**** Data entries
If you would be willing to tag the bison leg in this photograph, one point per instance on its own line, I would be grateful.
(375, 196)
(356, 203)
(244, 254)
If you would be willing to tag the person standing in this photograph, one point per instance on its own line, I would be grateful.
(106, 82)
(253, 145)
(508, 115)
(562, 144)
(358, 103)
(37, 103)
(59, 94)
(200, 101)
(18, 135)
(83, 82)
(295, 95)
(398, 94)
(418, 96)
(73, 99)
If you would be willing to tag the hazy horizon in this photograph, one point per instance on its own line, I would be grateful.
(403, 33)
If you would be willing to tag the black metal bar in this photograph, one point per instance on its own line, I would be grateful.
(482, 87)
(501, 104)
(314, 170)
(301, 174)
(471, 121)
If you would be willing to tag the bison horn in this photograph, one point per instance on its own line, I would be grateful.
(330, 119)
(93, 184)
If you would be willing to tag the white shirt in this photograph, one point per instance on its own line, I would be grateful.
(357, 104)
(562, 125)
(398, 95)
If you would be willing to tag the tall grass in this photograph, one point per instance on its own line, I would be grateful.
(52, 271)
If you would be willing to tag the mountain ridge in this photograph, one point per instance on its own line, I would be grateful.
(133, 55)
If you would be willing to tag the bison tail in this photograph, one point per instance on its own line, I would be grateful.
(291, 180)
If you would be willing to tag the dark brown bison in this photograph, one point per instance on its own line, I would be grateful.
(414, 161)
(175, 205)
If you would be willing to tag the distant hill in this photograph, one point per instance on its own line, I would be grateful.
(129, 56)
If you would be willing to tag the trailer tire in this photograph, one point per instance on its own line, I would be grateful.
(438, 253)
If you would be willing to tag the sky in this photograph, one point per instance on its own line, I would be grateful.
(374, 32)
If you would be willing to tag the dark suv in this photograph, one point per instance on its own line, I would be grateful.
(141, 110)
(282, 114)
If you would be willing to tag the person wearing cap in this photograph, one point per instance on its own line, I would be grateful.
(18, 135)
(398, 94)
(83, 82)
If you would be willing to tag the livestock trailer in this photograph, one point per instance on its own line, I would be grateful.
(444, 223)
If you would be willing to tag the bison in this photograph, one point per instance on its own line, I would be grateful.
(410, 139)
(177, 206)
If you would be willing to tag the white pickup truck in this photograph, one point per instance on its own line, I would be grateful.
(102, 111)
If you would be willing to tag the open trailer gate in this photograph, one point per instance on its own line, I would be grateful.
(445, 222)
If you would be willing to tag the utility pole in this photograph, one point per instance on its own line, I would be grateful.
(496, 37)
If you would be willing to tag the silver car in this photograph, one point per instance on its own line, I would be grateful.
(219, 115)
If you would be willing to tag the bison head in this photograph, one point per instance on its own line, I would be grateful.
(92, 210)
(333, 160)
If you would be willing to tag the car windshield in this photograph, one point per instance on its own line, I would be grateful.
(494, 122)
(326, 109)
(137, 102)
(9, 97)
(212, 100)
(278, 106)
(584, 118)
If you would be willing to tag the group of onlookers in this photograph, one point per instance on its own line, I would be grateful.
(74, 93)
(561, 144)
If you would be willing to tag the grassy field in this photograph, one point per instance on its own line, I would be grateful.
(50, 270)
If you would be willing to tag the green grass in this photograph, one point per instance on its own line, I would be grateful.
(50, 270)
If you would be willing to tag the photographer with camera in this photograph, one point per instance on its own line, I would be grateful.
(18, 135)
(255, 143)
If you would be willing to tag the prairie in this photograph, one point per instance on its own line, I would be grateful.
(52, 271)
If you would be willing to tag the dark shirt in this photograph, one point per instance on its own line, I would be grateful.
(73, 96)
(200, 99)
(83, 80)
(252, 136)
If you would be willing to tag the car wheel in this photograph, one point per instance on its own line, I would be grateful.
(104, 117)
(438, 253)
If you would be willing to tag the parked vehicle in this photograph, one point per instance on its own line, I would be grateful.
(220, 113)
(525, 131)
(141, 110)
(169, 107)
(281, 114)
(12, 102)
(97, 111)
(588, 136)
********
▶ _Exercise brief_
Rewrite all of the records above with "grateful" replaced by "thankful" wherever it occurs, and leave everything else unchanged.

▶ _Solution to this exercise_
If you would be willing to tag the bison leg in this photograph, one point per instance on its own line, I would be thankful.
(375, 196)
(356, 203)
(244, 254)
If you would be willing to tag the person standing in this photograph, one point per instance on its own line, I would be thankful.
(106, 82)
(253, 145)
(508, 115)
(562, 144)
(358, 103)
(37, 103)
(59, 94)
(200, 101)
(18, 135)
(83, 82)
(295, 95)
(398, 94)
(418, 96)
(73, 99)
If you would be willing to tag the hazy horizon in this photograph, one point per instance on its own line, I would be thankful.
(403, 33)
If you would be willing to tag the black metal bar in this photograph, one point per instance on its own line, I would be thankful.
(482, 87)
(501, 104)
(314, 170)
(301, 174)
(471, 121)
If you would be willing to tag the bison horn in this photograph, one point per instance on its own line, I would be thankful.
(330, 119)
(93, 184)
If you would be willing to tag the white shirt in this photograph, one point per instance on its own line, I would be thankful.
(357, 104)
(562, 125)
(398, 95)
If you would be willing to tag the tall grass in this photograph, one point per instance on its own line, I would be thankful.
(52, 271)
If you would be willing to tag the mountain ridge in this photograph, one point per instance on its own line, I would be thankful.
(133, 55)
If you would be willing to tag the bison tail in this photograph, one point per instance on its own line, I would be thankful.
(291, 180)
If you would be willing to tag the dark brown bison in this photograph, one point per instance on its own line, I would be thankful.
(414, 161)
(175, 205)
If you would be willing to tag the distant hill in this photograph, one point per instance on its own line, I would be thankful.
(129, 56)
If you would be willing to tag the trailer tire in this photograph, one point per instance on its own line, I would be thankful.
(438, 253)
If you would be willing to tag the sky in this photograph, one point per instance on its own line, I would be thankful.
(374, 32)
If you would be willing to tag the dark suv in this photograph, one point per instance on its own line, I would be thankful.
(141, 110)
(282, 114)
If you would be willing to tag the person wearing cap in this photograph, one point per instance on its own line, I would be thankful.
(18, 135)
(398, 94)
(83, 82)
If you would be willing to tag the livestock trailer in this photograph, one point per instance on its own line, I would be thankful.
(444, 223)
If you would be willing to tag the bison in this photograph, one point per instance on its own line, I would be thankful.
(410, 139)
(177, 206)
If you would be willing to tag the white pickup truck in this photograph, one point per instance on its own line, I would be thankful.
(102, 111)
If you would be willing to tag the open trailer gate in this photograph, one point per instance on its own line, I would be thankful.
(445, 222)
If you would be willing to tag the utility pole in this photograph, one point per instance on its own line, I would be thankful.
(496, 37)
If you would be willing to tag the silver car in this photograph, one point per instance on its own line, I would be thankful.
(219, 115)
If you would be willing to tag the bison head in this photograph, one point per instance on its own line, I would be thankful.
(92, 210)
(333, 160)
If you would be willing to tag the car windshield in this photograph, one point per instance on its own line, I would be thankful.
(494, 122)
(326, 109)
(137, 102)
(9, 97)
(212, 100)
(278, 106)
(584, 118)
If you would be willing to tag the group of onlookers in this photograph, one point per instance on its own line, I would be thankful.
(74, 93)
(561, 144)
If you would be willing to tag the grassy field in this photograph, one point per instance on its own line, I would be thankful.
(50, 270)
If you would be willing to tag the green grass in this photograph, one point per instance on its own line, I would be thankful.
(50, 270)
If you would be willing to tag the photographer with camera in this photograph, one point per instance on its own line, I would be thankful.
(18, 135)
(255, 143)
If you would be willing to tag the prairie in this photograph, one point per instance on its own line, I would be thankful.
(52, 271)
If you would be willing to tag the dark shirt in this photograph, one point per instance on its own line, I would be thankful.
(73, 96)
(200, 99)
(83, 80)
(252, 136)
If you would be willing to tag the car wheel in this photograph, one point per instance on its own line, I would be thankful.
(104, 117)
(438, 253)
If you would be willing to tag the parked vehicle in this photograph, one point per instance on its own line, I would be thankful.
(220, 113)
(525, 131)
(141, 110)
(169, 107)
(281, 114)
(12, 102)
(97, 111)
(588, 136)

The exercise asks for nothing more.